• [DATA RECORDS]
________________

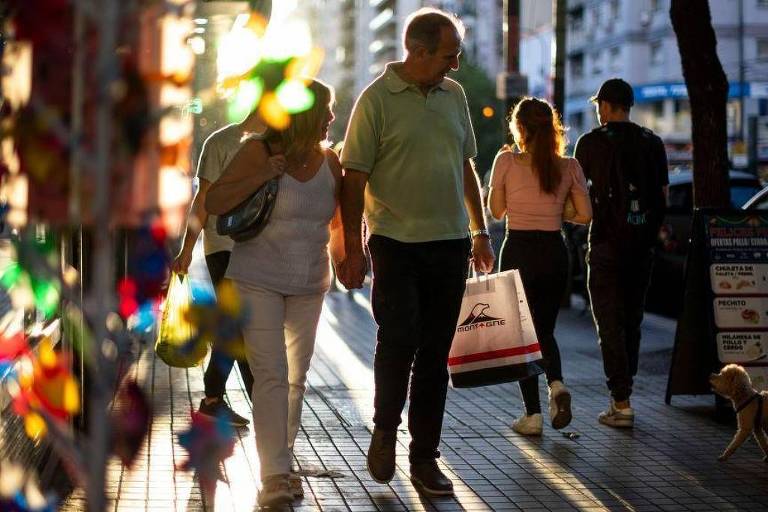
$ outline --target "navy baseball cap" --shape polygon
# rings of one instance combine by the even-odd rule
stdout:
[[[621,78],[611,78],[603,82],[597,94],[589,98],[592,102],[598,100],[631,107],[635,104],[635,93],[632,91],[632,86]]]

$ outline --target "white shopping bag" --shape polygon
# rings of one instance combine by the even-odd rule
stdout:
[[[513,382],[544,370],[520,272],[467,279],[448,356],[455,388]]]

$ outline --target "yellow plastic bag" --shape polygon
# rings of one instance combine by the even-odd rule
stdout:
[[[208,352],[208,344],[199,339],[197,327],[190,321],[191,305],[189,277],[172,274],[155,343],[155,353],[168,366],[197,366]]]

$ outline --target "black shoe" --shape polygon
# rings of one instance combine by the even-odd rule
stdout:
[[[203,398],[200,400],[200,407],[197,409],[197,412],[204,416],[210,416],[211,418],[223,415],[229,420],[229,424],[233,427],[244,427],[250,423],[250,421],[230,409],[227,402],[221,398],[209,404],[206,404],[205,398]]]
[[[368,447],[368,473],[380,484],[386,484],[395,476],[395,443],[397,430],[373,429]]]
[[[453,483],[437,467],[437,461],[411,464],[411,482],[430,496],[453,496]]]

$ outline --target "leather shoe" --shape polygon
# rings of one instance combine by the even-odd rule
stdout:
[[[368,473],[380,484],[386,484],[395,476],[395,443],[397,430],[373,429],[368,447]]]
[[[453,495],[453,483],[440,471],[434,459],[411,464],[411,482],[430,496]]]

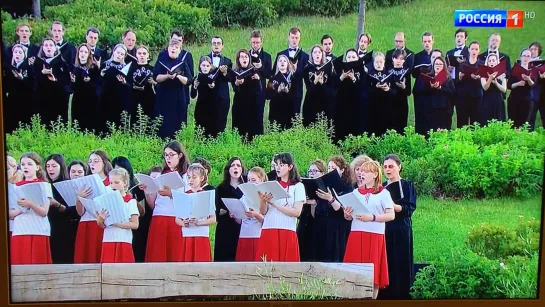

________________

• [WHAT THE TASK ASKS] Look through the entries above and copy each line that has "shape" in it.

• [EXERCISE RESULT]
$ outline --target "navy baseball cap" --shape polygon
$ outline --target "white shopping bag" --shape polygon
$ outline --target "yellow plastic bag" --shape polygon
$ outline --target "black shoe" --shape polygon
$ outline --target "leather shoe" --shape polygon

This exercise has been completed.